# TASK GOAL:
Please give the data again in full, exactly as it reads.

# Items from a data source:

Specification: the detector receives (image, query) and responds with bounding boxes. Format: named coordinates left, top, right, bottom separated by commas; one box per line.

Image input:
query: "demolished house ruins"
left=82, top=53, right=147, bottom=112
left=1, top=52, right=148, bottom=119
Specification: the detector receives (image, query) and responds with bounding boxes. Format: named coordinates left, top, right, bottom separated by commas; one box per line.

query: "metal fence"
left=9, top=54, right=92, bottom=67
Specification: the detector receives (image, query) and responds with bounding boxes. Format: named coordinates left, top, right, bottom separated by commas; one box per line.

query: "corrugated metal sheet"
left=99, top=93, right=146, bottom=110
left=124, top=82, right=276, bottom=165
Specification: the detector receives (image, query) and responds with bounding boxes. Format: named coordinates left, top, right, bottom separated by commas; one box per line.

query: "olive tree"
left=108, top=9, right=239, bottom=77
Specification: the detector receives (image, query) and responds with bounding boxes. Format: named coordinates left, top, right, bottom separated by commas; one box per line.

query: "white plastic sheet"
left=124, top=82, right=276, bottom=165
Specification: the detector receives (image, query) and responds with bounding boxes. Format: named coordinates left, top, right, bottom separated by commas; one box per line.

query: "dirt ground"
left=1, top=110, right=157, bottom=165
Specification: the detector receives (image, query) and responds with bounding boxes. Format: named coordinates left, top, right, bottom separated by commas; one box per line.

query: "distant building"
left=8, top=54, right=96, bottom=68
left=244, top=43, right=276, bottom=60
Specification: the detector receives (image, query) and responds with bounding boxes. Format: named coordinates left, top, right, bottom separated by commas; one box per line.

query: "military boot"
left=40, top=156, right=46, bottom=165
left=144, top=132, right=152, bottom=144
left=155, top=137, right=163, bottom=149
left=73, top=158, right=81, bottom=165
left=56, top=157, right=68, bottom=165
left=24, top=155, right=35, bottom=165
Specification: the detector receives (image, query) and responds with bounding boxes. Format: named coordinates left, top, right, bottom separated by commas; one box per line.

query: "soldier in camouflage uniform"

# THE ANSWER:
Specification: the detector receives (image, query) and responds with bounding boxes. Format: named coordinates left, top, right, bottom separated by commas; one box per line.

Image input:
query: "demolished house ruins"
left=82, top=53, right=147, bottom=112
left=1, top=52, right=148, bottom=119
Specification: the detector receives (image, query) and responds with bounding boxes. Format: named coordinates left, top, right, bottom separated by commas; one box per line.

query: "metal fence"
left=9, top=54, right=92, bottom=67
Specification: the detector receives (image, query) and responds with bounding boxes. Format: named coordinates left, top, right, bottom separated by commas; one box per line.

query: "corrugated metal sheet"
left=99, top=93, right=146, bottom=110
left=124, top=82, right=276, bottom=165
Specification: the detector receives (image, query) and responds with bounding boxes. Format: named coordinates left, top, right, bottom separated by commas; one box per line.

query: "olive tree"
left=108, top=9, right=239, bottom=77
Specification: the detector receives (image, query) and responds with bounding boxes. Format: named coordinates left, top, right, bottom separated by commas; one box per line.

query: "white plastic sheet"
left=124, top=82, right=276, bottom=165
Specification: the detector receives (image, query) and responds with bounding boxes. Format: named coordinates left, top, right, bottom separated by commas; one box per line.

query: "dirt ground"
left=1, top=110, right=157, bottom=165
Specification: the detector receives (image, query) and responds with bounding boxes. Format: named coordinates left, top, right, bottom separated by commas; one box per line.

query: "distant building"
left=8, top=54, right=96, bottom=68
left=244, top=43, right=276, bottom=60
Specification: the detector receives (image, query) and responds with bounding boxes. Format: named coordinates left, top, right, bottom separated by commas; one box per line.

query: "military boot"
left=40, top=156, right=46, bottom=165
left=144, top=132, right=152, bottom=144
left=155, top=137, right=163, bottom=149
left=73, top=158, right=81, bottom=165
left=56, top=157, right=68, bottom=165
left=24, top=155, right=35, bottom=165
Specification: the detector receives (image, query) and responds with bounding boxes. Format: named coordinates left, top, right, bottom separated by commas; one box per line.

query: "soldier in camouflage uniform"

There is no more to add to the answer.